**Challenge**
Restate, word for word, the run of lines that starts at the line containing "Quickstart: pass a" and ends with the final line of the listing. Leave pictures out.

:: Data entries

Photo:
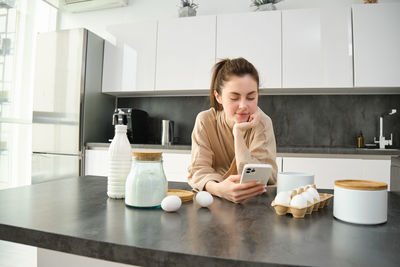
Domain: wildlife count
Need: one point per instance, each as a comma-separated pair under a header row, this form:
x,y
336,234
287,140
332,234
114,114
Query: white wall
x,y
97,21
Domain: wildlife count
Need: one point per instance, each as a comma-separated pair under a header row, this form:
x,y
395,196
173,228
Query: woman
x,y
232,133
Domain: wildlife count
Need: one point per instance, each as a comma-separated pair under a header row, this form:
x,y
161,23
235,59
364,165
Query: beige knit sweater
x,y
213,153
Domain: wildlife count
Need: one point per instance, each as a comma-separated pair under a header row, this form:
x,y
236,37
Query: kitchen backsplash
x,y
304,121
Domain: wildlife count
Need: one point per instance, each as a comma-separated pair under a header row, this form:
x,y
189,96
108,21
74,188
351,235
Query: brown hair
x,y
222,72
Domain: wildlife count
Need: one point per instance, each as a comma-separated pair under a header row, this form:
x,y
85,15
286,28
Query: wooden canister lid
x,y
361,185
147,156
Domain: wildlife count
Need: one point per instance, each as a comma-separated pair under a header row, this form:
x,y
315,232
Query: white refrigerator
x,y
69,108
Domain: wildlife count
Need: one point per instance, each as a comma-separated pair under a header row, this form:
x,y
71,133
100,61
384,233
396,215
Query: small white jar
x,y
360,201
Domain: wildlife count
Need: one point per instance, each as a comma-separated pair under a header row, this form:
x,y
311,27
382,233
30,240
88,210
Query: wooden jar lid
x,y
361,185
147,156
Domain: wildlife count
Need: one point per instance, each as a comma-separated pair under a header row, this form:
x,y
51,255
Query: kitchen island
x,y
75,216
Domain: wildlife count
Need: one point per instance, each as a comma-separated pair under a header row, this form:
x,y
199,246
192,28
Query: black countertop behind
x,y
75,216
280,150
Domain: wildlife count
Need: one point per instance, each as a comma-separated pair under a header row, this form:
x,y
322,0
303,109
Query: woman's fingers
x,y
234,178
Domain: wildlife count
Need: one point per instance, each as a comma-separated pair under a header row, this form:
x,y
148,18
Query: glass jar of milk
x,y
146,185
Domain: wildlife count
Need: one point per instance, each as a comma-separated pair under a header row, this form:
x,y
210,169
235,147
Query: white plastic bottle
x,y
119,163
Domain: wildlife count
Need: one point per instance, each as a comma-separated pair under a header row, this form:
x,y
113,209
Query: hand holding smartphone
x,y
256,172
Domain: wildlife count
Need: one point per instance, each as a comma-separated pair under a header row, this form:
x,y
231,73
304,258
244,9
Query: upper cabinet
x,y
130,65
257,38
185,53
376,45
317,48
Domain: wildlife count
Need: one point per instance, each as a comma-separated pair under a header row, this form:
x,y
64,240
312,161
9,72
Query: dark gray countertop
x,y
75,216
281,150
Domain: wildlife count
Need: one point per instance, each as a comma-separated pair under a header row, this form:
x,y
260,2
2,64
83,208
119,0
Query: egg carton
x,y
301,212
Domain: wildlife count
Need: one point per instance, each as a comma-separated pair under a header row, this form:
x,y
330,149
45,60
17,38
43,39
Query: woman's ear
x,y
218,97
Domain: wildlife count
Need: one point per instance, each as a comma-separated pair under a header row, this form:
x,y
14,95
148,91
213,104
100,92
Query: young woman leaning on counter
x,y
232,133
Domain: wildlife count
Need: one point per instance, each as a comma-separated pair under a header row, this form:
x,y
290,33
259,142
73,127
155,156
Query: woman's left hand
x,y
240,128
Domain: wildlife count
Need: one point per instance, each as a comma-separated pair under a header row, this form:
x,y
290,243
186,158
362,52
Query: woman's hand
x,y
241,128
235,192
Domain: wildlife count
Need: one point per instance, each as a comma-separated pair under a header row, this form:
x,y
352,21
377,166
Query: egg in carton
x,y
301,204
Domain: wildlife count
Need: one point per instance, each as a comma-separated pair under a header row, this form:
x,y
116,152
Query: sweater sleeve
x,y
262,149
201,170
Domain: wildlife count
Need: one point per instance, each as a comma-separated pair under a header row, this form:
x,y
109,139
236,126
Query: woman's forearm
x,y
242,152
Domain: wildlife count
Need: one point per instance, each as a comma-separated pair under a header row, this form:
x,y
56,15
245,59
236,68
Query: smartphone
x,y
256,172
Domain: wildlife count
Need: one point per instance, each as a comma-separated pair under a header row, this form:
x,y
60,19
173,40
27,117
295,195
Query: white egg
x,y
309,196
283,198
298,201
171,203
314,192
204,199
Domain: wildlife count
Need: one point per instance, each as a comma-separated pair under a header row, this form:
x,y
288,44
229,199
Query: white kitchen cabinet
x,y
185,53
256,37
175,164
376,45
317,48
327,170
130,65
96,162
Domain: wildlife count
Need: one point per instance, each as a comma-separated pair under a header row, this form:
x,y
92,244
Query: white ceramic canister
x,y
146,185
360,201
290,180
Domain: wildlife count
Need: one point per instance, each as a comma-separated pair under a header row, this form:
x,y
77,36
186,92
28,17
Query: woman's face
x,y
239,98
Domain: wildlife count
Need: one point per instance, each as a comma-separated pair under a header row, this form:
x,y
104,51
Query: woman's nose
x,y
243,103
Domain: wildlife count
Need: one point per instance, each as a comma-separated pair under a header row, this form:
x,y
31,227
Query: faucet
x,y
382,142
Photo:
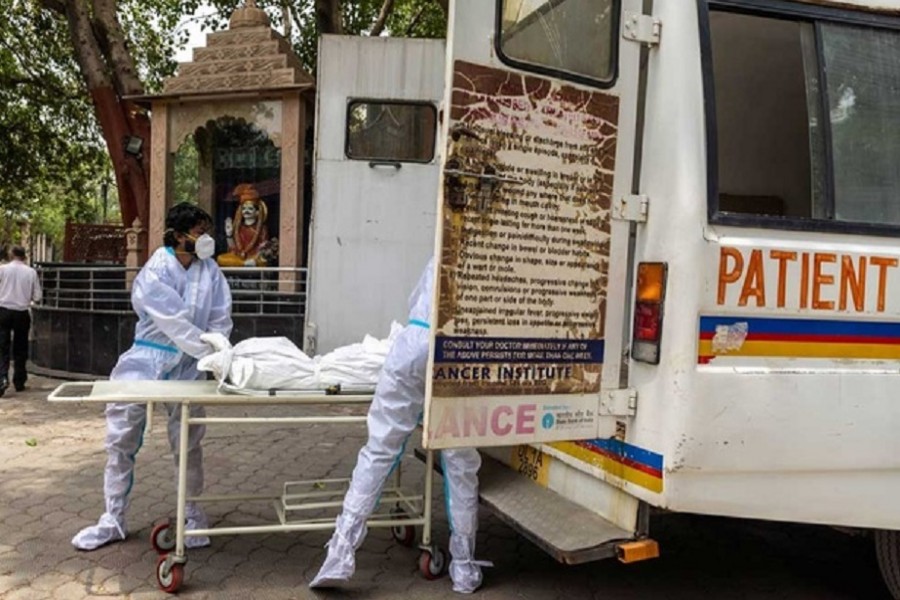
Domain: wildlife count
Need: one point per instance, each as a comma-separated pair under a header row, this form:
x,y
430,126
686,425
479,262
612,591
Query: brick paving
x,y
51,461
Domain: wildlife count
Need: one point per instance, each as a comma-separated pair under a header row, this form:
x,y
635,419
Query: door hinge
x,y
631,208
643,29
618,403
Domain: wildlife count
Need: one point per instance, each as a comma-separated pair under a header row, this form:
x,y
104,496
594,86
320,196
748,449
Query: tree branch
x,y
57,6
414,21
386,8
120,62
87,51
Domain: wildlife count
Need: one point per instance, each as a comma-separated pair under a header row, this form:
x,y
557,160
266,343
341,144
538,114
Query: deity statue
x,y
247,234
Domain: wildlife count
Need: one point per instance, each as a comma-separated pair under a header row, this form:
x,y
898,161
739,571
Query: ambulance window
x,y
806,123
391,131
863,85
767,149
572,39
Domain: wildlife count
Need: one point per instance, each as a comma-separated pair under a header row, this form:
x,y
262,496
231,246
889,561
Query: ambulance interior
x,y
773,80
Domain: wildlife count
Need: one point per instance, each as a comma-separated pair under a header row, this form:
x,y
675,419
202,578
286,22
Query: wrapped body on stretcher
x,y
263,364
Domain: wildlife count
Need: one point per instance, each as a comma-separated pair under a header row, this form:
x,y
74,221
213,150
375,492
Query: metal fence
x,y
103,289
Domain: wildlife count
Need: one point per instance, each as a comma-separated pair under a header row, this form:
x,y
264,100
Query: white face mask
x,y
205,246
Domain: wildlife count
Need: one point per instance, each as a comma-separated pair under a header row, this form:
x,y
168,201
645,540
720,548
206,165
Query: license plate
x,y
532,463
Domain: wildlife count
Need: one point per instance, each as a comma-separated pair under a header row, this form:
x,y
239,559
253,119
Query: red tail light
x,y
648,312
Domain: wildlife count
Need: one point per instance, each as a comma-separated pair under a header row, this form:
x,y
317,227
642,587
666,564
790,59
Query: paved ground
x,y
51,460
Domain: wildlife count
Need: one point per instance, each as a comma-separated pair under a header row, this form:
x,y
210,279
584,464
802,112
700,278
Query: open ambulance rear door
x,y
539,122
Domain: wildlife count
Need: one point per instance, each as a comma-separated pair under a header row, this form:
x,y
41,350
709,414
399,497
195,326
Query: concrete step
x,y
570,533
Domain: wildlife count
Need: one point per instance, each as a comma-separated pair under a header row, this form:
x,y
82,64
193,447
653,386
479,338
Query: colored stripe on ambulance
x,y
804,338
625,461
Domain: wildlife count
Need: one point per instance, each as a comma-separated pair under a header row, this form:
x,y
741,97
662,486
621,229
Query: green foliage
x,y
53,155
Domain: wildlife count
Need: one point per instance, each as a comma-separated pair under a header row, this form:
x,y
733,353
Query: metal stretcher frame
x,y
416,510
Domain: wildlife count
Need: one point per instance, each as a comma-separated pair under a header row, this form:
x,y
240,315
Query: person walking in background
x,y
19,287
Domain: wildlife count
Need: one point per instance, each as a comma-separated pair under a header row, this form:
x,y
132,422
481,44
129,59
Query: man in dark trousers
x,y
19,287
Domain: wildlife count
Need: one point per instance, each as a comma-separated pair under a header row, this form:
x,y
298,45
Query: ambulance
x,y
669,265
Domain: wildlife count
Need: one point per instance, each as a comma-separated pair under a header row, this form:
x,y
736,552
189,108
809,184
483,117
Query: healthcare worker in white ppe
x,y
393,415
183,305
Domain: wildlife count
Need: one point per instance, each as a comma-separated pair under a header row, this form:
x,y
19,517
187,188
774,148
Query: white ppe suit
x,y
395,411
175,305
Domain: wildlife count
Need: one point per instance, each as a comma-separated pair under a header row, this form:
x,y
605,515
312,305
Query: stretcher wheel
x,y
432,563
169,577
161,538
405,535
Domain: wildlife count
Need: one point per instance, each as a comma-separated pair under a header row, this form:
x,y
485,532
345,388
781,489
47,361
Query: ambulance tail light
x,y
648,312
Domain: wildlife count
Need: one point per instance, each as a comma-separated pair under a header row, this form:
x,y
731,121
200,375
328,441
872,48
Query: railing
x,y
103,289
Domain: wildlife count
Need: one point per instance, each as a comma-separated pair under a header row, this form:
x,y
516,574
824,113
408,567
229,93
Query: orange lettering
x,y
804,280
754,282
882,263
727,275
855,283
820,279
782,257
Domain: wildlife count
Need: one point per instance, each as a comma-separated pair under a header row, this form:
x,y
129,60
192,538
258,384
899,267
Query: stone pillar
x,y
135,246
160,172
290,238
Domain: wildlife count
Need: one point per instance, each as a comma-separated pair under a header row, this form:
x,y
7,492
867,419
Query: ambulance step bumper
x,y
567,531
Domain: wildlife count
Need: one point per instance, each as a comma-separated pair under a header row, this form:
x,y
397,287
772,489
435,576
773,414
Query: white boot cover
x,y
340,562
107,530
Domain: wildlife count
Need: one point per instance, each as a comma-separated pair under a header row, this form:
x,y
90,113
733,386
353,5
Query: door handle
x,y
375,164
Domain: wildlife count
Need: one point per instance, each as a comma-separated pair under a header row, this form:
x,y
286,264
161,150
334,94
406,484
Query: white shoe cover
x,y
339,565
108,529
340,562
196,519
465,571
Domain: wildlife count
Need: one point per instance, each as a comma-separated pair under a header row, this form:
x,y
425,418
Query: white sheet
x,y
267,363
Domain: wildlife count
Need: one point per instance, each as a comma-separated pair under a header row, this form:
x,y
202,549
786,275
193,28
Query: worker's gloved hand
x,y
216,341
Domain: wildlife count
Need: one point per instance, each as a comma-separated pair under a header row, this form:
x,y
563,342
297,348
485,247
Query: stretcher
x,y
298,498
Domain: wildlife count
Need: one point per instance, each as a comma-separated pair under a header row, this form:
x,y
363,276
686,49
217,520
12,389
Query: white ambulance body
x,y
670,265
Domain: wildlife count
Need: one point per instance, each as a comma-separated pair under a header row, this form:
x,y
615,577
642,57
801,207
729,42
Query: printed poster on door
x,y
525,237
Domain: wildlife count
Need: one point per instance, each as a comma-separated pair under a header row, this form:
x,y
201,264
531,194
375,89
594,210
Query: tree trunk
x,y
328,16
109,73
385,12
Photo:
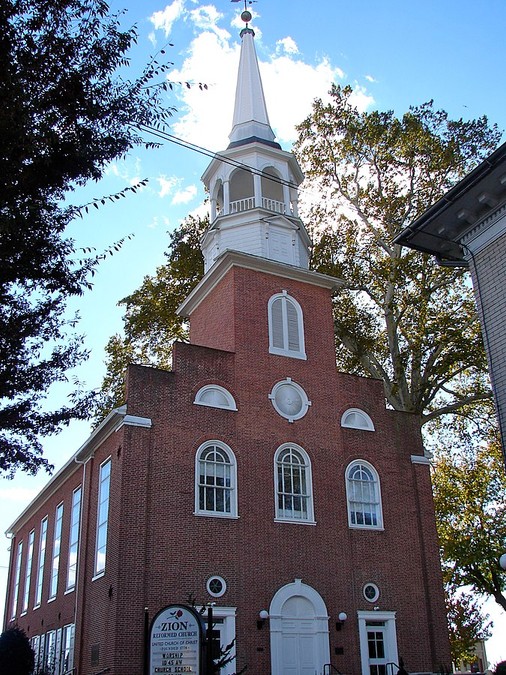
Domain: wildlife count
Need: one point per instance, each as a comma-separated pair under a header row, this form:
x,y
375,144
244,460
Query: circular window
x,y
289,400
216,586
371,592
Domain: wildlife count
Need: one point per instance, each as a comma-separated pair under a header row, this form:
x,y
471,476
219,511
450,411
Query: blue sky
x,y
393,53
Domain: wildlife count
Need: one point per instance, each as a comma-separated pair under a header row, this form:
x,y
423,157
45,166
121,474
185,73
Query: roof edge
x,y
231,258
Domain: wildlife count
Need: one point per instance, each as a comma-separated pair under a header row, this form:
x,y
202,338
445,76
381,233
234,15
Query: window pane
x,y
293,496
102,517
293,327
363,496
277,323
215,481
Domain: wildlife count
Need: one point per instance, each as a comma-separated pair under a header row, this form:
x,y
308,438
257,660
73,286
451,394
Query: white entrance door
x,y
298,638
299,631
376,641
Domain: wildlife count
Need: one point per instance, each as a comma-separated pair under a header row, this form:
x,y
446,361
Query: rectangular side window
x,y
28,570
102,516
17,577
40,566
75,517
53,588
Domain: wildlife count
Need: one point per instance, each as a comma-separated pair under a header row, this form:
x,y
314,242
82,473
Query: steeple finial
x,y
250,122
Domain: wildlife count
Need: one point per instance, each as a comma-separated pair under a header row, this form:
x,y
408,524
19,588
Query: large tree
x,y
16,654
67,110
466,624
470,502
151,324
401,317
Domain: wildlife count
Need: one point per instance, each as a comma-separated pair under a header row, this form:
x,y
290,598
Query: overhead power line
x,y
215,155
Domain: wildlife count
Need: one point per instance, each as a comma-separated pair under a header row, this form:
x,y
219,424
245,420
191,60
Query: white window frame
x,y
388,618
377,487
232,488
17,580
67,651
28,571
225,617
200,397
55,560
307,496
104,493
367,425
41,561
74,534
285,350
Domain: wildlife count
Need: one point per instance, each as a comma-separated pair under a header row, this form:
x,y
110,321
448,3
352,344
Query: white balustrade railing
x,y
242,205
273,205
249,203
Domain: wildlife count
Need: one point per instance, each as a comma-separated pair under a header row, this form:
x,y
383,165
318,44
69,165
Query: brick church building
x,y
253,475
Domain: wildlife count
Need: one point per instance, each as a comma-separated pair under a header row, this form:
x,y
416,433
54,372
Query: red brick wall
x,y
159,552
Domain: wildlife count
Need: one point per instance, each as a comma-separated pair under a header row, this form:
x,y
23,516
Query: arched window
x,y
293,485
216,480
214,396
286,326
363,496
354,418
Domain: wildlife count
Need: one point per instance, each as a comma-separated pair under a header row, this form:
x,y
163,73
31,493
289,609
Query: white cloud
x,y
185,196
167,185
206,18
287,79
360,98
165,18
205,115
287,46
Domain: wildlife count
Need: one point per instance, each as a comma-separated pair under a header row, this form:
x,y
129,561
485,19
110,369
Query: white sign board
x,y
174,641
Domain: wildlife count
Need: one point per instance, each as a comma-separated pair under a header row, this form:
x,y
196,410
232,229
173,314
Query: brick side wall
x,y
488,271
160,552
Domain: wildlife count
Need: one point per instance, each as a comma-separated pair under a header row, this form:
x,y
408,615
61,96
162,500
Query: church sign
x,y
175,640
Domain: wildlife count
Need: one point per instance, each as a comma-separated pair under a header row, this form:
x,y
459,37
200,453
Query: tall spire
x,y
250,122
253,184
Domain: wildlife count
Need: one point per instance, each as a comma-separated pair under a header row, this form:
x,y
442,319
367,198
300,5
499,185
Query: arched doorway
x,y
299,626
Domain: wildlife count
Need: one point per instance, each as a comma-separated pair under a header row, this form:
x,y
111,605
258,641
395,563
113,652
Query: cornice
x,y
229,259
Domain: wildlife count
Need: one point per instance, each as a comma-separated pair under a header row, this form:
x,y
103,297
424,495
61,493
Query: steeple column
x,y
286,198
293,201
257,186
226,197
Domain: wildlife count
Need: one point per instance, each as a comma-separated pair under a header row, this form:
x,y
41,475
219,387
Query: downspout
x,y
9,579
82,551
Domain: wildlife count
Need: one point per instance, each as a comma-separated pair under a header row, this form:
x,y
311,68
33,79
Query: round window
x,y
371,592
289,400
216,586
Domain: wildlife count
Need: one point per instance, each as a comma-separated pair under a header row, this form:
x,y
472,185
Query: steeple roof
x,y
250,122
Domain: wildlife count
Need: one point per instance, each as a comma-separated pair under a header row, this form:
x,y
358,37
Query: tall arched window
x,y
216,480
364,496
293,485
286,326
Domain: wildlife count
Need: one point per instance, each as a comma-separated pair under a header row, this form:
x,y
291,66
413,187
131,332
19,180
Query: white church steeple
x,y
253,184
250,112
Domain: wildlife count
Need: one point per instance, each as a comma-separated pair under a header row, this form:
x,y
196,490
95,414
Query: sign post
x,y
175,640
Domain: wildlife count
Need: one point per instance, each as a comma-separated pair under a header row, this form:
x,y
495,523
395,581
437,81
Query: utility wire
x,y
216,155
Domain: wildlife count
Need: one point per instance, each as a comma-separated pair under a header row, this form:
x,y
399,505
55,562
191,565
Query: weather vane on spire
x,y
246,14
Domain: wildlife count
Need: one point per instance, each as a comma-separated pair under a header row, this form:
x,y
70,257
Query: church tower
x,y
253,184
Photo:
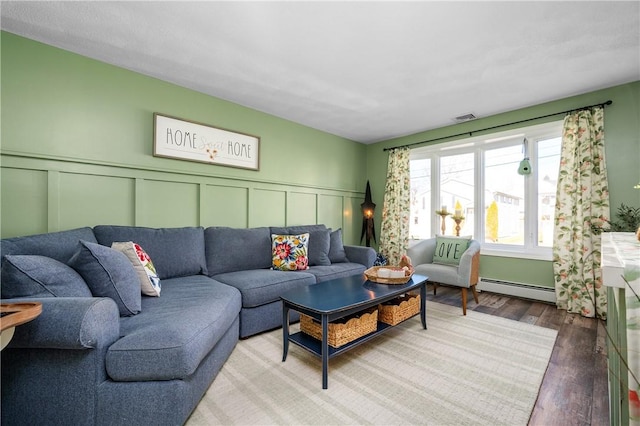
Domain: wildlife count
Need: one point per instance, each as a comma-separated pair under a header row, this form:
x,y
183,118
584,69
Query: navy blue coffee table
x,y
331,300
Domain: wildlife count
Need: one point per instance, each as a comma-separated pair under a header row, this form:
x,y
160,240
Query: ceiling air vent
x,y
465,117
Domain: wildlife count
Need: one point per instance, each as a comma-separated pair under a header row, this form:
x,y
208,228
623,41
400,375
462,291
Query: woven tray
x,y
340,333
372,275
399,309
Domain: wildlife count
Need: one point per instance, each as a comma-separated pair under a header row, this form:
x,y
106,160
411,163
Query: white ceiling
x,y
367,71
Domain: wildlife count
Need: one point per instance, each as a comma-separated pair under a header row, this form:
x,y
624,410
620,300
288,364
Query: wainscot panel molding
x,y
50,194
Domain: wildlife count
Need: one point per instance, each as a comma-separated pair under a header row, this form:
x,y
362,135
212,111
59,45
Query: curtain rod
x,y
470,133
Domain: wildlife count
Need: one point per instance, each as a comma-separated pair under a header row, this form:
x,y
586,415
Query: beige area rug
x,y
473,370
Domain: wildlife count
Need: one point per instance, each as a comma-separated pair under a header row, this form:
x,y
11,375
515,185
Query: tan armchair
x,y
464,275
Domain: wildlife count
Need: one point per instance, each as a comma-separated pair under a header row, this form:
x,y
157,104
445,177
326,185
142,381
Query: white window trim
x,y
530,249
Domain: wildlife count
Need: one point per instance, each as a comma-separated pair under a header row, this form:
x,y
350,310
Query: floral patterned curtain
x,y
394,234
582,205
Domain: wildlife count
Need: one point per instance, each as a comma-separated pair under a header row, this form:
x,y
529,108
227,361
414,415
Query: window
x,y
478,178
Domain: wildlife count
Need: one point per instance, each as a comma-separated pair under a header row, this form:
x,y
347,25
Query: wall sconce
x,y
368,210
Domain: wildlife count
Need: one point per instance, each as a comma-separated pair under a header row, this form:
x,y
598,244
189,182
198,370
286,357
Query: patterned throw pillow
x,y
289,252
149,280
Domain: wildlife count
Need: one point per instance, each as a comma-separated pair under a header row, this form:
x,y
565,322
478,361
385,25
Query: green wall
x,y
77,144
622,145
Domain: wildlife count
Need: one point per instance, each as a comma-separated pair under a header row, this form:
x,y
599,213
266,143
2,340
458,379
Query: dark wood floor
x,y
574,390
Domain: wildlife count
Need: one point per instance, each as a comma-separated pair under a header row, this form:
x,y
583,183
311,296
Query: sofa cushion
x,y
176,252
142,264
108,273
237,249
336,270
319,241
289,252
336,247
262,286
40,276
449,250
175,332
56,245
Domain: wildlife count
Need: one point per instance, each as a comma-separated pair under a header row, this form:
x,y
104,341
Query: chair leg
x,y
464,300
475,293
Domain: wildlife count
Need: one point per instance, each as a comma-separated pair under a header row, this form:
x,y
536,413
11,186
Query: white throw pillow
x,y
147,275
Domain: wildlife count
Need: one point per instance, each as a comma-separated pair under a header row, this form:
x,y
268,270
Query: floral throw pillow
x,y
289,252
146,272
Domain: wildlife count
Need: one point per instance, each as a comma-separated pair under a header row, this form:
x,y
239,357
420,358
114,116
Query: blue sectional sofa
x,y
125,358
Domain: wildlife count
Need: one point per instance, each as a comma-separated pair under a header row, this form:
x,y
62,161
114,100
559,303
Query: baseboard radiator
x,y
527,291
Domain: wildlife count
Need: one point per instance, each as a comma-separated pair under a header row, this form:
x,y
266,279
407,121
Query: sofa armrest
x,y
69,323
359,254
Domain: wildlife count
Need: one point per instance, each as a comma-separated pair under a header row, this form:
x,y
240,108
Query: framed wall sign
x,y
187,140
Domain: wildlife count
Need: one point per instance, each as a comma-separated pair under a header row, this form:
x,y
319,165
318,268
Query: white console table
x,y
621,276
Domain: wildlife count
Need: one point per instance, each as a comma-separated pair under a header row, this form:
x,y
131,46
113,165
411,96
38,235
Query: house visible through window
x,y
478,178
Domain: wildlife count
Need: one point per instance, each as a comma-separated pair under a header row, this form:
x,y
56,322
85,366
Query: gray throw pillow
x,y
40,276
336,247
109,273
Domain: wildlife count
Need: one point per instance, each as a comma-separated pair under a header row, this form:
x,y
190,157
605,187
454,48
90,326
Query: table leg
x,y
285,331
325,351
423,304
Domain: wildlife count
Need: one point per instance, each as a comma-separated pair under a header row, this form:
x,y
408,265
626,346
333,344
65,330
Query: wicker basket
x,y
399,309
346,330
372,275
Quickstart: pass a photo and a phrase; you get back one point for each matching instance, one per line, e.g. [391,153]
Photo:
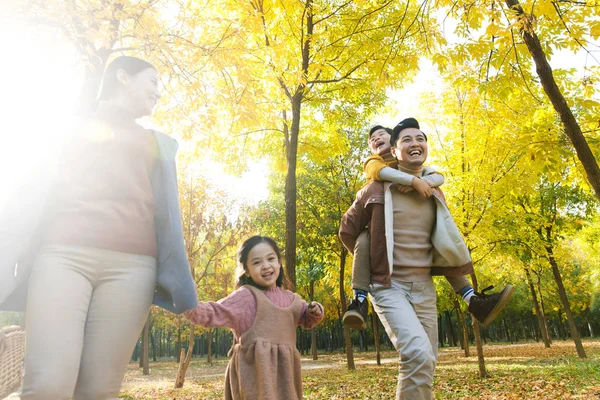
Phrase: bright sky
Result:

::::

**Exercise result**
Quickstart: pass a photo and a phrase; you get back one point for each matching instance, one per line, e.g. [391,153]
Photo:
Phrase: bright sky
Result:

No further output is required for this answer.